Task directions. Arrange these lines as a numbered list, omitting any blank lines.

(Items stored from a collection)
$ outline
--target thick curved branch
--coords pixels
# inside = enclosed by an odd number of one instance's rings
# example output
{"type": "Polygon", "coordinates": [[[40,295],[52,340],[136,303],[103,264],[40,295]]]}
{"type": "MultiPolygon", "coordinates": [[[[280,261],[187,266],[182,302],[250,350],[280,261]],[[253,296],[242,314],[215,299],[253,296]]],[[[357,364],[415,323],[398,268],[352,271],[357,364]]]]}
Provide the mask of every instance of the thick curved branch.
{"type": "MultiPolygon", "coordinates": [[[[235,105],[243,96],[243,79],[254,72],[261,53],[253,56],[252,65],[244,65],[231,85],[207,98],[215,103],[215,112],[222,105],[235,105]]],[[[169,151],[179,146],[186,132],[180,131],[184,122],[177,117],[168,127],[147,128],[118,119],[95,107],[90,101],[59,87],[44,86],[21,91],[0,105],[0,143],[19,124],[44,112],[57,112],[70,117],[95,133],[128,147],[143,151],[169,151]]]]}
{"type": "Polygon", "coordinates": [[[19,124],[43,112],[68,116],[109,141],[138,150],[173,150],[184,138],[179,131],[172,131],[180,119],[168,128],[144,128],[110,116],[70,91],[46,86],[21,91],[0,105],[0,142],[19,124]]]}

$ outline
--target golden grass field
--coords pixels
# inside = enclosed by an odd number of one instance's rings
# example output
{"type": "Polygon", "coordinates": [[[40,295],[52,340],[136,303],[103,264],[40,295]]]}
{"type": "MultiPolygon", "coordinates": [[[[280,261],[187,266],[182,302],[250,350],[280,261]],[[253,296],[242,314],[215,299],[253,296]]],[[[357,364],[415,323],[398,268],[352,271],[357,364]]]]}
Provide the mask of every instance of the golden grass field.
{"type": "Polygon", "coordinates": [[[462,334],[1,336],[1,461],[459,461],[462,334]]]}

Final result.
1. $ outline
2. --target thick curved branch
3. --coords pixels
4. # inside = enclosed by an odd number of one instance's rings
5. # example output
6. {"type": "Polygon", "coordinates": [[[40,295],[52,340],[136,303],[103,264],[40,295]]]}
7. {"type": "MultiPolygon", "coordinates": [[[[280,261],[187,266],[182,302],[250,350],[280,261]],[[253,296],[242,314],[215,299],[253,296]]],[[[357,364],[415,323],[398,268],[352,271],[357,364]]]]}
8. Provide the mask of every instance of the thick curved branch.
9. {"type": "MultiPolygon", "coordinates": [[[[235,105],[243,96],[243,79],[254,72],[261,53],[253,56],[252,65],[244,65],[231,85],[207,98],[215,103],[215,112],[222,105],[235,105]]],[[[169,151],[179,146],[186,132],[180,131],[184,122],[177,117],[168,127],[147,128],[118,119],[95,107],[90,101],[59,87],[44,86],[21,91],[0,105],[0,143],[19,124],[44,112],[57,112],[70,117],[95,133],[128,147],[143,151],[169,151]]]]}
10. {"type": "Polygon", "coordinates": [[[19,124],[43,112],[68,116],[109,141],[138,150],[173,150],[184,138],[179,131],[172,131],[180,119],[168,128],[144,128],[110,116],[70,91],[46,86],[21,91],[0,105],[0,142],[19,124]]]}
11. $ outline
12. --target golden grass field
13. --coords pixels
14. # inside = enclosed by an odd number of one instance's rings
15. # example output
16. {"type": "Polygon", "coordinates": [[[40,295],[52,340],[136,303],[103,264],[40,295]]]}
17. {"type": "MultiPolygon", "coordinates": [[[[280,261],[187,266],[182,302],[250,350],[280,261]],[[253,296],[242,314],[215,299],[253,296]]],[[[357,364],[415,323],[398,268],[352,271],[357,364]]]]}
18. Provide the mask of every instance of the golden grass field.
19. {"type": "Polygon", "coordinates": [[[462,334],[1,336],[1,461],[459,461],[462,334]]]}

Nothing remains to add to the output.